<<<<
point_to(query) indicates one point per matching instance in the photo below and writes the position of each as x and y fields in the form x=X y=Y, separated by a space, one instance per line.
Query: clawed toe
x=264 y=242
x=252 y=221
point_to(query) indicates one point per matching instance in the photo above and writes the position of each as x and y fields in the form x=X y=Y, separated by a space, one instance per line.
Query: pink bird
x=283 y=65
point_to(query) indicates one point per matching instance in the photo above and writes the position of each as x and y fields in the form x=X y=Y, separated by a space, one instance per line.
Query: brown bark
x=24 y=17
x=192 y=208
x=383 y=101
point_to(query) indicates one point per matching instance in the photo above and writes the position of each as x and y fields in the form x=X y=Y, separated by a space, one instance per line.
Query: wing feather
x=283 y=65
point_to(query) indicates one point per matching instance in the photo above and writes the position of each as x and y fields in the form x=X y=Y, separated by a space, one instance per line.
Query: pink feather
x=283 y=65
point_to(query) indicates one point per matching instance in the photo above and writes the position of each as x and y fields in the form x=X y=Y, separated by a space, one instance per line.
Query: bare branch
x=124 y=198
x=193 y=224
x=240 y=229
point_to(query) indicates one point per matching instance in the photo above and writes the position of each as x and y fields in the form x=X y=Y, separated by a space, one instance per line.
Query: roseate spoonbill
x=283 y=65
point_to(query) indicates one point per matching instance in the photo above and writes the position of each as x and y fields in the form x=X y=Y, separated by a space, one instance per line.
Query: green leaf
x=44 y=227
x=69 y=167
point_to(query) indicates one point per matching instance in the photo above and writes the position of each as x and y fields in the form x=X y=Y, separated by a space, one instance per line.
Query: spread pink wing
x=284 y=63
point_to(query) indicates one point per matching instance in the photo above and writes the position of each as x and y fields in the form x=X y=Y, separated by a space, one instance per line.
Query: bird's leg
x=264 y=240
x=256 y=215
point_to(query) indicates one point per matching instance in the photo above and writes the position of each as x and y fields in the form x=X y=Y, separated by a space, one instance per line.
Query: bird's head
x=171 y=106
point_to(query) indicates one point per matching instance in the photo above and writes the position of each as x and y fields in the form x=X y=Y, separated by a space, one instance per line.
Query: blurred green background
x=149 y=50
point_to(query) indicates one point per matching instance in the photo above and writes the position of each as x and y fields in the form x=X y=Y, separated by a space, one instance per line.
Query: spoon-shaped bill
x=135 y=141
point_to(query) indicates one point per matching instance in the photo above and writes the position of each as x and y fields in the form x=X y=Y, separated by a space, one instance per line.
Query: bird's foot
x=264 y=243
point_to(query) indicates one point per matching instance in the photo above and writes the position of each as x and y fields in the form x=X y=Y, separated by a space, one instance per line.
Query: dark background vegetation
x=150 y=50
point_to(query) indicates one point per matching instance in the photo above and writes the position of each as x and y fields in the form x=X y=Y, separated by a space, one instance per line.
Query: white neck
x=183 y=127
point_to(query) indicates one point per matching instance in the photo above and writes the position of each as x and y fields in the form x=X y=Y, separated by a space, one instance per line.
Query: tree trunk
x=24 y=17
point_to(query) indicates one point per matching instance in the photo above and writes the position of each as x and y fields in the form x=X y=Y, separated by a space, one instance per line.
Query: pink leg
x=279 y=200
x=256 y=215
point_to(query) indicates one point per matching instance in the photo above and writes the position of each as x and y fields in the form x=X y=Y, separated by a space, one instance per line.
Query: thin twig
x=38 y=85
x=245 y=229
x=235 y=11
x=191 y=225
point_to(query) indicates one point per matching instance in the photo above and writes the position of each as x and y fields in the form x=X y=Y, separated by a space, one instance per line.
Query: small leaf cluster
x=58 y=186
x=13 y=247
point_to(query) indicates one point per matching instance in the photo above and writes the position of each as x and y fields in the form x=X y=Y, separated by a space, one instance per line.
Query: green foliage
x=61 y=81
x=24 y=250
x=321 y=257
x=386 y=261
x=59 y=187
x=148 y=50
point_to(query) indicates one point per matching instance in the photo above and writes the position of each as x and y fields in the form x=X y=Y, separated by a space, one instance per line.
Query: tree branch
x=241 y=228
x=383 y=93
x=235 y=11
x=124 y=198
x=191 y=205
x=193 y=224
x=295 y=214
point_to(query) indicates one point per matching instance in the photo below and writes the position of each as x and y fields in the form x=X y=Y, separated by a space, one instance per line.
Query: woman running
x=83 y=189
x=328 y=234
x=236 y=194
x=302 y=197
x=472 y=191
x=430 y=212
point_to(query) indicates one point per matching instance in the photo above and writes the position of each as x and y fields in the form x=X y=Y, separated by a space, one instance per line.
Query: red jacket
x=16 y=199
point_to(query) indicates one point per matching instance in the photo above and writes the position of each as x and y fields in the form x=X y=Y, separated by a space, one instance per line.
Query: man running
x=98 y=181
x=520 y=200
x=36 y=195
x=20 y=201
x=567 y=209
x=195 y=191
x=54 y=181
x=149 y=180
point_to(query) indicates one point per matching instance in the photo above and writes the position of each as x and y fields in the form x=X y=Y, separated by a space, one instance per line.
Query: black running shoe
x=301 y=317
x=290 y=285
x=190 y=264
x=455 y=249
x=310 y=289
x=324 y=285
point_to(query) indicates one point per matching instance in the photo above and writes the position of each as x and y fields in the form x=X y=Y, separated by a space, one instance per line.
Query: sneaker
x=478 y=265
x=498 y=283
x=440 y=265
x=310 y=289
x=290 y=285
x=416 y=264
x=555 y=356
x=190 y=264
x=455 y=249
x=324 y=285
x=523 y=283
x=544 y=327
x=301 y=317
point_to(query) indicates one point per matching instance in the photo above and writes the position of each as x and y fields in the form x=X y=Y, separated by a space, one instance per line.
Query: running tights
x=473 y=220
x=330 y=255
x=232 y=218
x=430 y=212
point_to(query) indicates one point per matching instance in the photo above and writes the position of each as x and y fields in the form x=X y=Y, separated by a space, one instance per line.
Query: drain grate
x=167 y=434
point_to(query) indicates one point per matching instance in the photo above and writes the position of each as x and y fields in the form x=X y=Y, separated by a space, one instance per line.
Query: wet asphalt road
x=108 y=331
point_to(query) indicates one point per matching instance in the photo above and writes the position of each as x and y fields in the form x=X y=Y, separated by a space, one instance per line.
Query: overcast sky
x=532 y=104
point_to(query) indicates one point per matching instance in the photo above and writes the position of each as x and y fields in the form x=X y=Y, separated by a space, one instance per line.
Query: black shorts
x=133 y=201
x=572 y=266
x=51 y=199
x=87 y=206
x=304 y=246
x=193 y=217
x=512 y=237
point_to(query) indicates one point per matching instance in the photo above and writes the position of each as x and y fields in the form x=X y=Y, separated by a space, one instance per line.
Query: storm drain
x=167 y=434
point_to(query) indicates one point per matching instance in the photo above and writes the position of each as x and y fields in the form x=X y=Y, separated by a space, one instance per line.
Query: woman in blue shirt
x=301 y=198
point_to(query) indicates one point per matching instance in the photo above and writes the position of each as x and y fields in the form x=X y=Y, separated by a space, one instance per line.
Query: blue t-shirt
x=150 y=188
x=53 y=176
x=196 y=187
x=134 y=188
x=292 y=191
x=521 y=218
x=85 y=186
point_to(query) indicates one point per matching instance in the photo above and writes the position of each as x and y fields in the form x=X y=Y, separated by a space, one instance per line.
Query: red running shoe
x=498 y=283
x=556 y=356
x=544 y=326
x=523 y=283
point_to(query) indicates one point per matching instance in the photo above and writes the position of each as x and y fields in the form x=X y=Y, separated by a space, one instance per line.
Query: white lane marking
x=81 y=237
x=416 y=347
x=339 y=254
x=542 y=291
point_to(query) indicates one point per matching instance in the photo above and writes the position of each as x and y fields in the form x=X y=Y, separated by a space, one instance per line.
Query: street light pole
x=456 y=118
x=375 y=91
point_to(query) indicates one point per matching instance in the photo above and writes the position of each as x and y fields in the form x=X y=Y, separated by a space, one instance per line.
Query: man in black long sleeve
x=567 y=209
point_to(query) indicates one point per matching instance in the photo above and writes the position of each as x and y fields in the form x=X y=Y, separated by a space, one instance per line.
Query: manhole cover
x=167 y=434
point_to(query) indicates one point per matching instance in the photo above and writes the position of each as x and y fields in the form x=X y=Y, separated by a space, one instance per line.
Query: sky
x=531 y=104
>>>>
Exercise: The lines from the one containing "Query: manhole cover" through the last line of the records are the answer; set them down exactly and add nothing.

Response area:
Query: manhole cover
x=167 y=434
point_to(query) indicates one point per matching instance in the photo above and writes the position of each as x and y fields in the form x=X y=Y, separated by a space, one instance per line.
Query: sky
x=531 y=104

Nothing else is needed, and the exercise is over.